--- START ---

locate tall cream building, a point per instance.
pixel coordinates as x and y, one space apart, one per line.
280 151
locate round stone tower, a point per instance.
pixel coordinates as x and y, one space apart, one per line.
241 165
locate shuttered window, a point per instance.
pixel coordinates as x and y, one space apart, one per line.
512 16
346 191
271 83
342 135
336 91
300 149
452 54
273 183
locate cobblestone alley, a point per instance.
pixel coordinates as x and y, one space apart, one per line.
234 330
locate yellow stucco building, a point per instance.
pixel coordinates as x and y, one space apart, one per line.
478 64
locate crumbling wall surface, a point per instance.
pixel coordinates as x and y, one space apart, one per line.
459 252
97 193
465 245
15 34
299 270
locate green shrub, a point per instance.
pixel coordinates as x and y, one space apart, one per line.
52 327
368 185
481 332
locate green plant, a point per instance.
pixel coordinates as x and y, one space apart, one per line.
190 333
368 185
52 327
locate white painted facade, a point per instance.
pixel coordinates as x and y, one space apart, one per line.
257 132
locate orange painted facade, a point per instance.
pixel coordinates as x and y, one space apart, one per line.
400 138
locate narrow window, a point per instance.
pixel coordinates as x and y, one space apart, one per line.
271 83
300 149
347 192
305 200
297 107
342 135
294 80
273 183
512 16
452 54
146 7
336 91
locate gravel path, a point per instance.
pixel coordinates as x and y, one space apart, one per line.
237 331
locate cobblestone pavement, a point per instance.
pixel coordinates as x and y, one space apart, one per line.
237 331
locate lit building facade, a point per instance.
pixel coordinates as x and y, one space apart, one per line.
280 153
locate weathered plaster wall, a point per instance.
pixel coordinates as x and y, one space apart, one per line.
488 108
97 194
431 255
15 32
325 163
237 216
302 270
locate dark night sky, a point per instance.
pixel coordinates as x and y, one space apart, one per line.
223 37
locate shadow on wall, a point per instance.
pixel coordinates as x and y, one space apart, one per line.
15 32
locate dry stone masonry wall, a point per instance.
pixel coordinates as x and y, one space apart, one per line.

--- END ---

Pull every line that holds the string "green" out of the records.

locate green shrub, a point per instance.
locate green plant, a point per instance.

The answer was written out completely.